There are also other methods of avoiding Sasuke's attacks. Jumping over them and raining down multiple Bijuudama, giving summons the Kyuubi Cloak and having them target Sasuke's vulnerable spots, or even using clones to grab on to Sauce while Naruto charges his most powerful Bijuudama.


----------



## Grimmjowsensei (Oct 6, 2013)

Rocky said:


> They derive from the same thing, but Sage Mode is just flat out more powerful and this is clear. Curse Seal is Kaioken, while Sage Mode is Super Saiyan.



I don't get the dragonball reference since I haven't seen the series. Call it a retcon or whatever you want but here Naruto & Sasuke standing side by side, CS being portrayed as SM's equal.
And the gap between them is minor @ best.



> Except there isn't any panel of Sasuke waiting for Naruto to charge it.


I wonder why ? Maybe because everything prior to that exact moment was offpaneled ? 

There isn't panel of Naruto forming the bijuudama. Maybe he didn't even form it, pulled it out of his ass 




> They got up and ran away. Suigetsu opted to try and tank it.


And ? 

My examples back up what I already said. Bijuu-damas have significant charge times, and everytime the target had a chance to react one way or the other.



> His showings.


Care to share them with us ? 



> And what feat does that arrow have that lead to to claiming it can "easily" do that.



Arrow doesn't have a charge time, it can be launched before the Bijuudama is set off. 




> Bijuudama don't just go off upon contact. The Juubi was able to physically swat one aside without the bomb going off in its face. Hashirama was able to _catch_ one. Naruto able to push one through a barrier.



If it doesn't just go off upon contact with a high velocity object like arrow, then I am pretty sure Sasuke with his CS coated perfect susano'o can replicate those feats you meantioned above. Aka, redirect the Bijuudama by hitting it, since you know it won't go off upon contact.




> If the arrow doesn't pack enough force to blow through a Chakra rod, then it's just bounce off Bijuudama.

● **Extracted entries**:
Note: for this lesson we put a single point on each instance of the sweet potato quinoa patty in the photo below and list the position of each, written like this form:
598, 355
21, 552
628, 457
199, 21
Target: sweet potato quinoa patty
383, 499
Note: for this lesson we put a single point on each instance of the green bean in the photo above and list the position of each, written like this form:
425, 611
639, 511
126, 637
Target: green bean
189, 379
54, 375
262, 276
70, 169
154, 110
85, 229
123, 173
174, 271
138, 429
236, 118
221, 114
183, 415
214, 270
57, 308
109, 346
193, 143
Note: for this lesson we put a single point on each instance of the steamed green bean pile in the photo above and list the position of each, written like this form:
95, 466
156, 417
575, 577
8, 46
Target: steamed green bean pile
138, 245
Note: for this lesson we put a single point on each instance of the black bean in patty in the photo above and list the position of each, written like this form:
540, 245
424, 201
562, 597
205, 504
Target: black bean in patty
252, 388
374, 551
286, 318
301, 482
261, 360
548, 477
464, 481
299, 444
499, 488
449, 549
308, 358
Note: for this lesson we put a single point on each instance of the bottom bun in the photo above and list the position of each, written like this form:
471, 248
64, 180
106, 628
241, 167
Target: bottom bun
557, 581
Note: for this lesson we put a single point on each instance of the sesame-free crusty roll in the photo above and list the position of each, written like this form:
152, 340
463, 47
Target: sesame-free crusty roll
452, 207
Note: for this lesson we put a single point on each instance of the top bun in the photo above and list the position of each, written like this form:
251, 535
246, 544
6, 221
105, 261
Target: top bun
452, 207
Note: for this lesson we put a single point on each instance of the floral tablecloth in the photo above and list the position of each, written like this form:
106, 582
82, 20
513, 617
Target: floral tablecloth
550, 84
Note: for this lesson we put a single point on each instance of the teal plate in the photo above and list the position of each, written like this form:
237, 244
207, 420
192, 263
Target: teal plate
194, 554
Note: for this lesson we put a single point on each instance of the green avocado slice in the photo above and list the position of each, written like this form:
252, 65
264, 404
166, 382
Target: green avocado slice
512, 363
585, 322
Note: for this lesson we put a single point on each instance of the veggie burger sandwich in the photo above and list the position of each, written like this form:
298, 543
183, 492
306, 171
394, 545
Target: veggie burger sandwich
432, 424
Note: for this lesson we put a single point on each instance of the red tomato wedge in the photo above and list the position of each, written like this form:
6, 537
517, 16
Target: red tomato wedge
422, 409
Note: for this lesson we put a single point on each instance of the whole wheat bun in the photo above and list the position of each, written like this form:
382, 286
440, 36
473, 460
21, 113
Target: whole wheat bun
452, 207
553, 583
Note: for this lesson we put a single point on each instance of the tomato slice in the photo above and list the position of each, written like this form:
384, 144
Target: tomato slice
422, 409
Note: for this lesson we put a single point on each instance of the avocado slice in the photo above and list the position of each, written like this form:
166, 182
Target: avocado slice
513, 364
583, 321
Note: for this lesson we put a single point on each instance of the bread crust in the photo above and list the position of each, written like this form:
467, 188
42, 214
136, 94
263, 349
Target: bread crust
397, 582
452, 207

● **Short task 1**: In the Naruto debate thread, why does Grimmjowsensei think Sasuke's arrow can be fired before a Bijuudama goes off? Answer in one to three sentences.
● **Short task 2**: Go on with the Naruto debate thread, starting right after its last line.

● **Task answer 1**: Grimmjowsensei says the arrow has no charge time, while Bijuudama have significant charge times. So the arrow can be launched before the Bijuudama is set off.

● **Task answer 2**:
I think the chakra rod was used to absorb it, not withstand its force.
Because we know for a fact that the arrow can pierce Mokuton, and other solid objects of greater mass than the chakra rod. 

Perfect Susano'o's Enton arrows will be much larger and stronger.




> That entire cloak is made up of Chakra. He can deactivate the on-fire cloak, leave Sasuke's vision with his flicker (just like the Raikage), and reactivate the cloak.


Sounds a bit fanon to me. 
Also he won't be escaping *CS* Sasuke's vision, especially when Sasuke is inside Perfect Susano'o's head, such a high vantage point.



> Sasuke isn't going to be spamming Perfect Susano'o & Enton with his current Stamina, considering he couldn't even use a legged Susano'o without Naruto's cloak.


Speculation. 
You don't even know about Sasuke's current stamina. We haven't seen Sasuke getting tired since he got his EMS or have a proper 1on1 fight.


> There are also other methods of avoiding Sasuke's attacks. Jumping over them


When he is in the air, he is more susceptible to anything Sasuke throws @ him, given he can't manuever in mid air.



> and raining down multiple Bijuudama


And Sasuke is doing nothing while this is happning ? Or is he spamming enton Magatama/arrow/mountain slashing PS swords ? 



> giving summons the Kyuubi Cloak and having them target Sasuke's vulnerable spots,


summons are fodder with or without the cloak in a battle of this level.




> or even using clones to grab on to Sauce while Naruto charges his most powerful Bijuudama.


Clones grabbing on CS Perfect Susano'o ? Sasuke can instantly coat Susano'o with Enton, like he did against Raikage. Clones can't grab shit, even if they were physically capable of doing so.



ueharakk said:


> I'm only addressing this because im not sure how rocky will answer it.
> 
> An arrow will not prematurely set off a bijuudama.  In order to do so, you have to hit the dama with an attack at least somewhat comparable in power.
> 
> ...




Mokuton can withstand bijuudama and MS Sasuke's arrow pierced it.


----------



## Rocky (Oct 6, 2013)

Grimmjowsensei said:


> but here Naruto & Sasuke standing side by side, CS being portrayed as SM's equal.




No.

That doesn't logically follow through. That's like saying Magatama & Rasenshuriken were portrayed equal to Bijuudama. 



> I wonder why ? Maybe because everything prior to that exact moment was offpaneled ?
> 
> There isn't panel of Naruto forming the bijuudama. Maybe he didn't even form it, pulled it out of his ass




"It was off paneled" isn't an argument. Basically what I've gathered so far is that you have actually no proof that Sasuke waited.


My examples back up what I already said. Bijuu-damas have significant charge times, and everytime the target had a chance to react one way or the other.




> Care to share them with us ?




It's pretty much every time BM Naruto's used Bijuudama.



> Arrow doesn't have a charge time, it can be launched before the Bijuudama is set off.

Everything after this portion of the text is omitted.